Required task —
Please copy out only the part of the records below that opens with the line containing "boat canopy | box_all" and closes with the line containing "[650,441,796,511]", leaving every line in place, and add 18 to each bounding-box coordinate.

☆ ☆ ☆ ☆

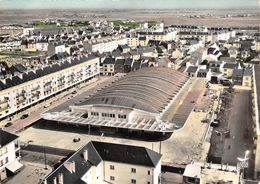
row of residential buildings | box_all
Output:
[0,55,100,119]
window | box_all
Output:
[131,179,136,183]
[131,168,136,173]
[110,165,115,170]
[5,157,8,164]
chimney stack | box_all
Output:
[64,161,76,174]
[58,173,63,184]
[83,150,88,161]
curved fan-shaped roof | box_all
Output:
[78,67,188,113]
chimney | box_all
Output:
[64,161,76,174]
[53,177,57,184]
[83,150,88,161]
[58,173,63,184]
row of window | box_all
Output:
[110,176,150,184]
[110,165,151,175]
[90,112,98,116]
[0,147,7,156]
[90,112,126,119]
[0,157,8,167]
[101,113,115,118]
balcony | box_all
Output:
[16,96,26,105]
[0,99,8,106]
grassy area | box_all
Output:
[113,20,140,29]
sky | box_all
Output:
[0,0,260,9]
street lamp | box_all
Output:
[237,150,250,176]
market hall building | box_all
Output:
[42,67,189,135]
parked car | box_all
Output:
[20,114,29,119]
[5,122,13,127]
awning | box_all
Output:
[6,160,23,173]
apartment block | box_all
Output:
[42,141,161,184]
[0,56,100,119]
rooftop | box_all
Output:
[77,68,188,113]
[0,130,18,147]
[45,141,162,184]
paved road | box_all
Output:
[3,76,117,133]
[222,90,253,168]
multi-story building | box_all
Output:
[36,40,49,52]
[83,34,127,53]
[0,130,23,183]
[102,58,116,76]
[0,56,100,119]
[255,39,260,51]
[42,141,161,184]
[48,42,66,56]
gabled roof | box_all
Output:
[13,64,27,73]
[92,141,162,167]
[45,141,162,184]
[0,55,96,90]
[244,68,253,76]
[223,63,238,69]
[103,58,116,64]
[186,66,198,73]
[0,130,18,147]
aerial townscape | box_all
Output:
[0,0,260,184]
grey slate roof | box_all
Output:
[244,68,253,76]
[103,58,116,65]
[45,141,162,184]
[223,63,238,69]
[0,55,96,90]
[0,130,18,147]
[186,66,198,73]
[92,141,161,167]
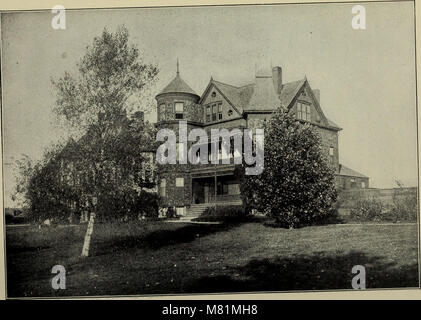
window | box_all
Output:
[175,207,186,216]
[159,103,165,121]
[206,106,211,122]
[159,179,167,197]
[329,147,334,163]
[212,104,217,121]
[175,142,185,162]
[297,102,311,121]
[175,178,184,187]
[175,102,184,119]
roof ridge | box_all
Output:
[212,79,241,89]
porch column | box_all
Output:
[214,172,218,209]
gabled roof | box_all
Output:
[199,74,342,131]
[339,164,368,178]
[157,73,197,96]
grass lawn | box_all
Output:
[6,222,418,297]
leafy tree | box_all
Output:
[240,107,336,228]
[53,27,158,255]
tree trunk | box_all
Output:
[82,212,95,257]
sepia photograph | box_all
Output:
[0,1,419,298]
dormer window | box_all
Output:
[218,103,222,120]
[297,102,311,121]
[159,103,165,121]
[212,104,218,121]
[175,102,184,120]
[206,106,211,122]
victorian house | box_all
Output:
[155,65,369,215]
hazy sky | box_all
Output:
[1,2,417,206]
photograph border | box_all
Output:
[0,0,421,300]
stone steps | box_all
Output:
[185,200,241,218]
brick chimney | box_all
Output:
[272,67,282,94]
[313,89,320,103]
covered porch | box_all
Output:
[191,168,241,205]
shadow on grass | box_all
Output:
[93,223,241,256]
[185,251,418,293]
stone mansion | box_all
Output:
[155,65,369,215]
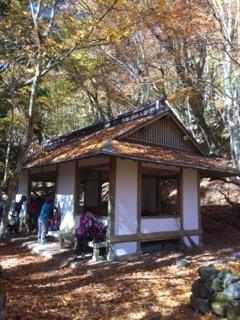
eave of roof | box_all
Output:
[98,140,240,176]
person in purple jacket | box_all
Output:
[38,195,57,244]
[74,208,94,254]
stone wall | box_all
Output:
[191,266,240,320]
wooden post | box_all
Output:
[107,158,116,261]
[137,161,142,254]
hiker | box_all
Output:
[8,195,27,234]
[38,195,57,244]
[28,197,41,232]
[74,208,94,254]
[74,208,107,254]
[0,193,7,225]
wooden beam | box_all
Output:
[109,229,202,244]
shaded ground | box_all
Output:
[0,231,240,320]
[0,179,240,320]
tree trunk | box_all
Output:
[0,52,41,237]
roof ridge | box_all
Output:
[42,99,167,147]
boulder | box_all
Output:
[210,278,223,292]
[198,266,217,282]
[211,292,231,317]
[227,305,240,320]
[176,258,190,268]
[223,282,240,300]
[192,279,213,299]
[217,269,231,280]
[0,282,6,320]
[223,272,240,288]
[190,295,211,314]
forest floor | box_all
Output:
[0,180,240,320]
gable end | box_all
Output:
[123,115,201,154]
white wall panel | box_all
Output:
[141,218,180,233]
[182,169,199,230]
[16,170,29,216]
[78,157,109,168]
[113,242,137,257]
[56,162,75,232]
[115,159,138,235]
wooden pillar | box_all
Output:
[107,158,116,261]
[137,161,142,254]
[180,169,201,247]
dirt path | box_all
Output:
[0,233,240,320]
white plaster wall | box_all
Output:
[141,218,180,233]
[43,165,57,172]
[15,170,29,217]
[183,236,201,248]
[142,162,179,174]
[56,162,75,232]
[78,157,109,168]
[30,167,42,174]
[115,159,138,235]
[142,177,157,212]
[113,242,137,257]
[182,169,199,230]
[86,181,99,207]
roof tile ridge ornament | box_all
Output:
[100,139,116,154]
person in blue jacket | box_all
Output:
[38,196,57,244]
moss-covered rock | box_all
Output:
[216,269,231,280]
[211,292,231,317]
[227,305,240,320]
[192,279,213,299]
[0,282,6,319]
[190,295,211,314]
[223,282,240,300]
[198,266,217,282]
[210,278,223,292]
[223,272,240,288]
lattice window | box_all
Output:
[127,117,198,152]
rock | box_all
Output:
[227,305,240,320]
[198,266,217,282]
[190,295,211,314]
[0,283,6,319]
[192,279,213,298]
[70,261,80,269]
[223,272,240,288]
[210,278,223,292]
[176,258,190,268]
[234,251,240,259]
[223,282,240,300]
[211,292,231,317]
[217,269,231,280]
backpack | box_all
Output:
[93,220,107,242]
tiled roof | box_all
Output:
[112,140,240,176]
[25,102,240,176]
[25,116,153,167]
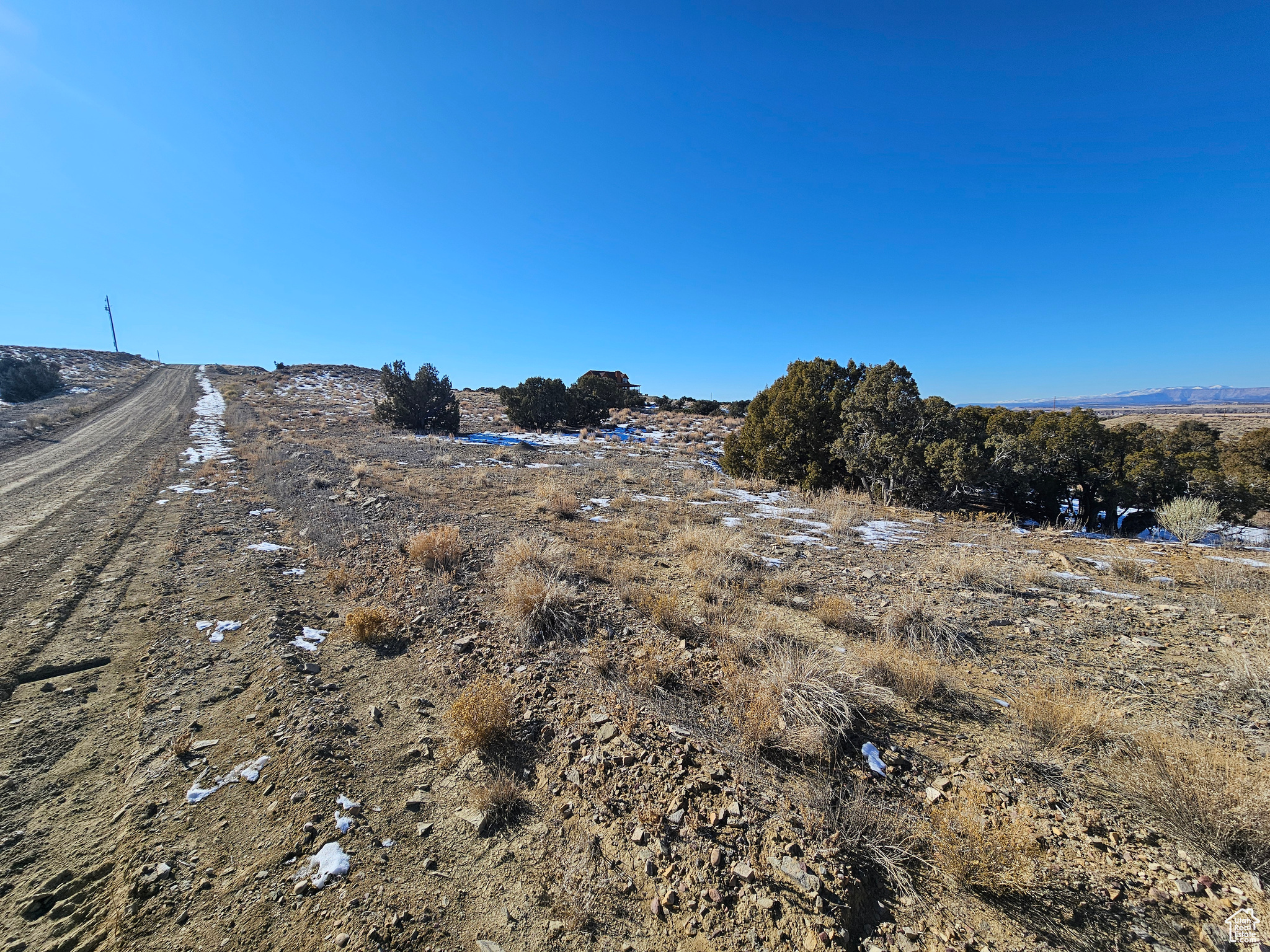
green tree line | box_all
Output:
[722,358,1270,532]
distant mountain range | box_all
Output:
[979,386,1270,410]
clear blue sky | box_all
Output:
[0,0,1270,401]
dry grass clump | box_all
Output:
[812,596,873,635]
[1018,562,1059,588]
[1194,558,1270,618]
[474,772,526,826]
[1110,557,1150,584]
[503,571,579,640]
[405,526,464,569]
[626,636,680,694]
[721,640,890,754]
[171,728,193,757]
[1194,557,1270,596]
[931,796,1040,895]
[1227,655,1270,717]
[533,480,578,519]
[882,597,972,655]
[1011,677,1124,760]
[633,586,692,635]
[443,674,515,754]
[829,503,865,539]
[324,569,357,596]
[930,549,1010,591]
[758,570,794,606]
[851,638,955,707]
[494,536,569,576]
[812,783,930,894]
[1121,734,1270,875]
[344,607,394,645]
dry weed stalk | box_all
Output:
[324,569,355,596]
[1227,654,1270,716]
[1110,556,1150,584]
[344,606,395,645]
[405,526,464,569]
[1120,734,1270,873]
[626,636,680,694]
[810,783,930,894]
[443,674,514,754]
[633,586,691,635]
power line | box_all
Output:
[105,294,120,353]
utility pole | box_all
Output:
[105,294,120,353]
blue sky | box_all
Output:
[0,0,1270,401]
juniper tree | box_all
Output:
[375,361,458,433]
[722,356,864,488]
[0,356,62,403]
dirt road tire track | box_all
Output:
[0,367,197,952]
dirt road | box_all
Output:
[0,367,195,952]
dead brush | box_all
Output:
[721,640,892,754]
[533,480,578,519]
[851,638,956,707]
[503,571,580,641]
[758,571,794,606]
[683,551,753,603]
[1192,556,1270,596]
[812,596,873,635]
[1225,654,1270,717]
[930,795,1040,895]
[882,596,972,655]
[634,586,691,635]
[625,635,680,694]
[550,827,608,933]
[1110,556,1150,585]
[573,549,613,581]
[809,783,930,895]
[405,526,464,569]
[1010,677,1124,762]
[344,606,396,645]
[1119,733,1270,875]
[322,569,357,596]
[829,503,865,540]
[673,523,762,569]
[474,770,527,826]
[442,674,515,754]
[494,536,569,578]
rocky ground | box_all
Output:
[0,367,1270,952]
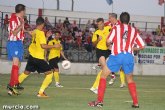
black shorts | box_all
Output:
[49,57,60,69]
[96,48,111,60]
[25,55,51,73]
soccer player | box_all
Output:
[48,31,67,87]
[88,12,145,108]
[7,4,26,94]
[90,18,111,94]
[19,17,61,97]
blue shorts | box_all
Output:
[107,53,134,74]
[7,41,24,61]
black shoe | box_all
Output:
[88,101,103,108]
[132,105,139,108]
[14,84,24,91]
[7,84,20,96]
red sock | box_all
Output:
[128,82,138,105]
[97,78,106,102]
[10,65,19,87]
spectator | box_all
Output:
[132,23,136,28]
[63,17,70,28]
[4,14,9,30]
[156,25,161,36]
[45,17,53,30]
[56,19,63,31]
[24,16,31,31]
[91,20,97,29]
[145,35,152,46]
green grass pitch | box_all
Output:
[0,74,165,110]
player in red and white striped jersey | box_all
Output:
[8,13,24,41]
[7,4,25,95]
[89,12,144,108]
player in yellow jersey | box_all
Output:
[90,18,111,94]
[19,17,61,97]
[48,31,67,87]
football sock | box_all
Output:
[111,72,115,79]
[120,70,125,84]
[19,73,29,83]
[92,70,102,89]
[9,65,19,87]
[128,82,138,105]
[54,72,60,83]
[39,73,53,94]
[97,78,106,102]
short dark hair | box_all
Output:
[96,18,104,23]
[36,17,45,26]
[54,31,61,34]
[109,13,117,19]
[15,4,26,13]
[120,12,130,24]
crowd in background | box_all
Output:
[2,14,165,51]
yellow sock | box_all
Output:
[54,72,60,83]
[120,70,125,84]
[18,73,29,83]
[39,73,53,94]
[92,70,102,89]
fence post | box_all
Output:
[54,16,57,27]
[29,14,31,24]
[79,18,81,28]
[145,22,147,32]
[1,12,4,28]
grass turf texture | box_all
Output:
[0,74,165,110]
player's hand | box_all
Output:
[54,44,61,48]
[46,31,52,37]
[98,36,102,41]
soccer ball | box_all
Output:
[62,60,71,70]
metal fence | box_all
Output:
[0,12,160,62]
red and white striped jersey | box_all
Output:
[104,20,120,27]
[107,24,145,55]
[8,13,24,41]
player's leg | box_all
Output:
[126,73,139,108]
[37,71,53,97]
[19,70,30,84]
[88,57,110,107]
[54,68,64,87]
[88,55,120,107]
[90,70,102,94]
[119,69,126,88]
[36,59,53,97]
[122,53,139,108]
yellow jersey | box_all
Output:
[48,39,63,60]
[92,26,111,50]
[29,29,46,59]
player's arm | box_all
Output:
[106,28,116,47]
[92,33,102,47]
[60,51,68,60]
[133,34,145,51]
[10,20,24,36]
[40,32,61,49]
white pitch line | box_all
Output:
[0,85,165,93]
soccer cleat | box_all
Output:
[90,87,98,94]
[15,84,24,91]
[7,84,20,96]
[132,104,139,108]
[55,83,64,88]
[109,78,116,85]
[37,92,49,98]
[120,83,126,88]
[88,101,103,108]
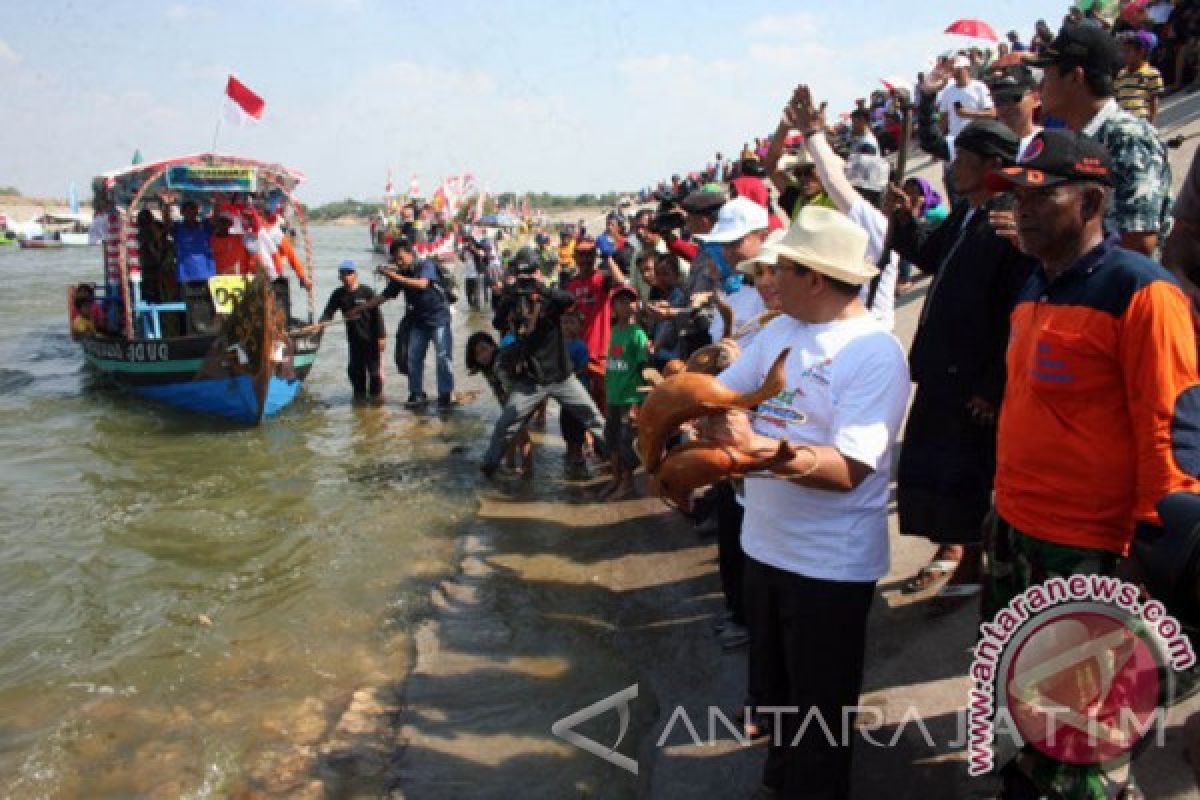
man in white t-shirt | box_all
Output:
[937,55,996,138]
[696,197,770,650]
[706,206,910,798]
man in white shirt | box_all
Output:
[706,206,910,798]
[937,55,996,138]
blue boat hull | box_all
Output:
[130,375,304,425]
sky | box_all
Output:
[0,0,1051,203]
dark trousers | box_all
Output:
[346,336,383,397]
[713,481,746,625]
[745,557,875,800]
[558,398,588,447]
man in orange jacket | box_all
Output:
[984,131,1200,800]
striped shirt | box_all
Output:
[1116,64,1163,120]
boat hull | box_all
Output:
[17,239,65,249]
[80,281,322,425]
[83,335,320,425]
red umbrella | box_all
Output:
[946,19,1000,42]
[1121,0,1150,23]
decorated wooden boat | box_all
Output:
[67,154,322,425]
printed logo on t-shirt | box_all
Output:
[757,389,806,428]
[800,359,833,395]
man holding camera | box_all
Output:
[480,248,607,479]
[365,239,454,408]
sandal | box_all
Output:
[900,559,959,595]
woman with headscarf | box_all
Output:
[896,178,950,294]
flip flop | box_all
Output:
[934,583,983,600]
[900,559,959,595]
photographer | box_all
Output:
[366,239,454,408]
[480,247,604,477]
[647,191,725,359]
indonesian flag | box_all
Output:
[226,76,266,122]
[413,234,458,258]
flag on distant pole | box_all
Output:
[224,76,266,122]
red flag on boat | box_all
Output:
[226,76,266,121]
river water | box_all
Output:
[0,227,494,798]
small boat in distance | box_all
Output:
[17,211,98,249]
[67,154,322,425]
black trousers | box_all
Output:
[713,481,746,625]
[745,555,875,800]
[346,336,383,397]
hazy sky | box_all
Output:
[0,0,1051,203]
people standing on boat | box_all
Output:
[367,239,454,408]
[138,209,179,302]
[164,200,217,333]
[320,259,388,399]
[211,211,253,283]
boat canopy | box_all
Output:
[34,211,91,225]
[92,152,305,207]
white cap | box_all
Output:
[846,152,892,192]
[737,228,786,275]
[696,197,768,245]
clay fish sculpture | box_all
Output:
[637,348,791,473]
[650,441,796,511]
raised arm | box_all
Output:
[788,84,859,213]
[762,108,792,192]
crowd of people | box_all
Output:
[304,1,1200,800]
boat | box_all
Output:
[67,154,322,425]
[17,212,98,249]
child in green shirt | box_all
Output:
[601,285,650,500]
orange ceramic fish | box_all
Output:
[650,441,796,510]
[637,349,791,473]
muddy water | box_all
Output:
[0,228,494,798]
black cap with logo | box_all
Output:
[984,128,1112,192]
[988,66,1038,102]
[1028,24,1122,77]
[954,120,1020,164]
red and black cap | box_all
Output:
[984,128,1112,192]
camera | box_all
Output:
[647,197,688,236]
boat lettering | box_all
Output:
[83,339,125,360]
[209,275,251,314]
[125,342,167,361]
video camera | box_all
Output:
[647,197,688,236]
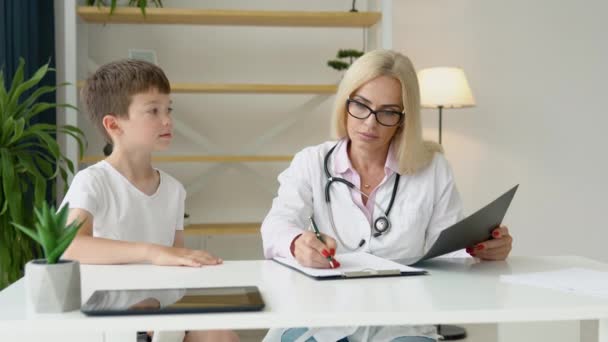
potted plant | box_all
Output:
[11,202,83,313]
[0,59,86,289]
[327,49,363,71]
[87,0,163,17]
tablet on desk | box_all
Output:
[81,286,264,316]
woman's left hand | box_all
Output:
[467,225,513,260]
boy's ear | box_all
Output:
[101,114,122,137]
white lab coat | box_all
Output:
[261,141,466,341]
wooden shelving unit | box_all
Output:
[171,83,338,94]
[80,155,293,164]
[78,81,338,94]
[184,223,262,235]
[77,6,382,27]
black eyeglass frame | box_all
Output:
[346,98,405,127]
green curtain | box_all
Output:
[0,0,56,289]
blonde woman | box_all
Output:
[262,50,512,342]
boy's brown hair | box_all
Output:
[81,59,171,143]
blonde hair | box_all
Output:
[332,50,443,174]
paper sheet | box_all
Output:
[275,252,424,277]
[500,268,608,299]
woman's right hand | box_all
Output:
[292,231,340,268]
[148,245,223,267]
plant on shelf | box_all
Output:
[11,202,83,313]
[87,0,163,17]
[327,49,363,71]
[0,59,86,289]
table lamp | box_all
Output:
[418,67,475,144]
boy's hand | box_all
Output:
[148,245,223,267]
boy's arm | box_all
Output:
[63,208,221,267]
[173,230,184,248]
[63,208,151,264]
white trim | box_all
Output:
[54,0,78,199]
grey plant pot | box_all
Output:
[25,259,81,313]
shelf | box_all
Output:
[171,83,338,94]
[80,155,293,164]
[78,81,338,94]
[77,6,382,27]
[184,223,262,235]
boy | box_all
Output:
[62,60,236,340]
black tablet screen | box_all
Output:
[81,286,264,315]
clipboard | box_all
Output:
[273,252,427,280]
[396,184,519,265]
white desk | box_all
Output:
[0,257,608,342]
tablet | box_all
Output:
[80,286,264,316]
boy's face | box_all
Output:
[110,89,173,152]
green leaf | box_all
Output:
[7,118,25,145]
[11,222,42,244]
[0,117,15,146]
[8,59,49,108]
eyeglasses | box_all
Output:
[346,99,405,127]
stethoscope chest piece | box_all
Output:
[374,216,391,237]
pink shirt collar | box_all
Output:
[333,138,399,177]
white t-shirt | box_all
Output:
[61,160,186,246]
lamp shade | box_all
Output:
[418,67,475,108]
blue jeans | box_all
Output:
[281,328,435,342]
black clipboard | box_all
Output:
[396,184,519,265]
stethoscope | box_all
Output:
[323,142,401,251]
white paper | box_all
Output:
[275,252,423,277]
[500,268,608,299]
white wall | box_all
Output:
[79,0,364,227]
[393,0,608,261]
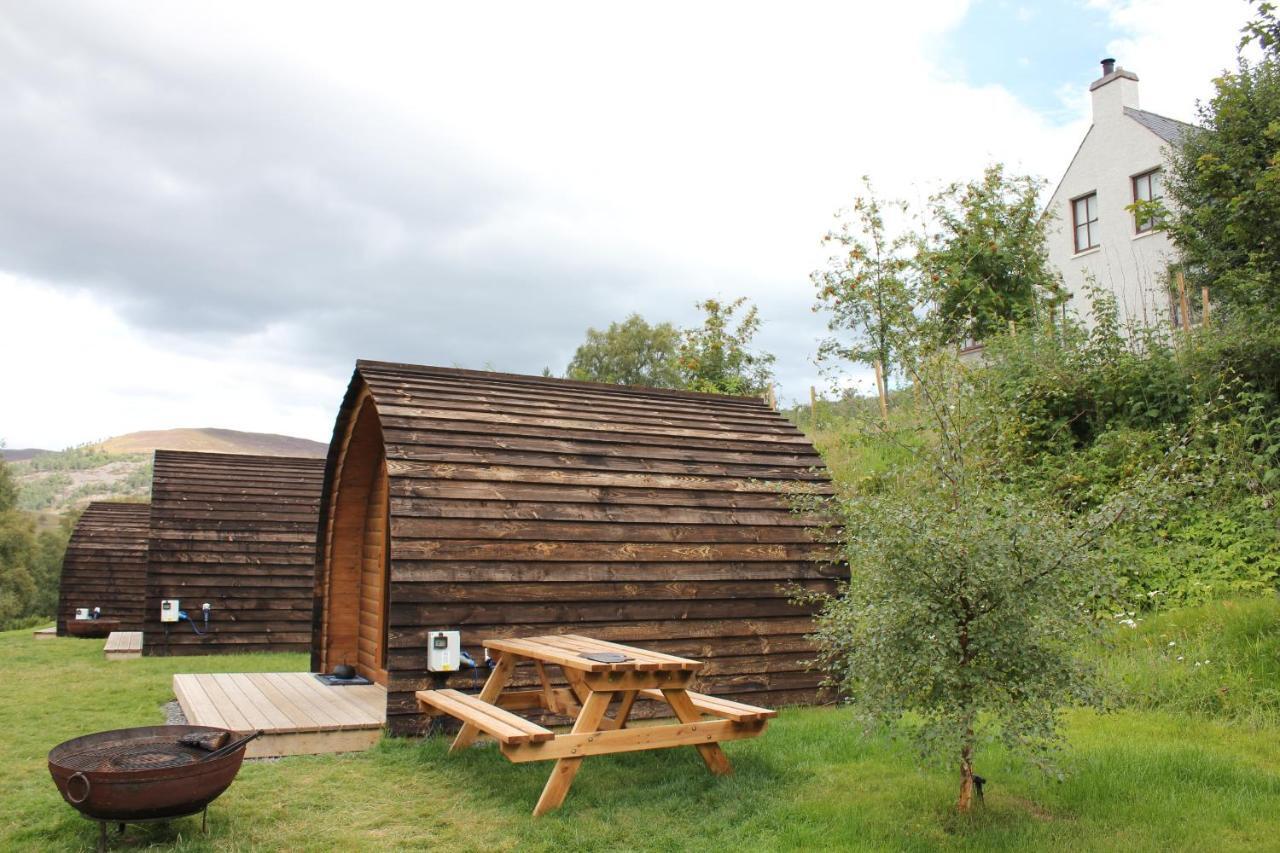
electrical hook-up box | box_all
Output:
[426,631,462,672]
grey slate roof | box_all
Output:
[1124,106,1196,145]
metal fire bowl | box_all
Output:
[49,726,248,822]
[67,619,120,637]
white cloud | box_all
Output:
[0,0,1259,444]
[0,274,347,448]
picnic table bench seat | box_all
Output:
[639,690,778,722]
[415,689,556,745]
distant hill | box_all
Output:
[4,428,329,517]
[0,447,52,462]
[97,427,329,459]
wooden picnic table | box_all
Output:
[416,634,777,816]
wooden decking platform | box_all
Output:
[102,631,142,661]
[173,672,387,758]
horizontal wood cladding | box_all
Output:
[312,361,845,734]
[143,451,324,654]
[58,501,151,637]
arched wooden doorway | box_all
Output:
[323,389,390,686]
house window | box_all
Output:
[1133,169,1165,234]
[1071,192,1098,252]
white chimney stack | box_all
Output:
[1089,58,1138,124]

☆ ☆ ☆ ☆

Solution to the exercise —
boat canopy | box_all
Output:
[52,229,109,243]
[110,170,323,225]
white cap | box_all
Output:
[864,170,910,210]
[755,246,804,293]
[714,215,786,263]
clay fish sculpture | box_all
Output:
[655,366,809,491]
[668,459,814,529]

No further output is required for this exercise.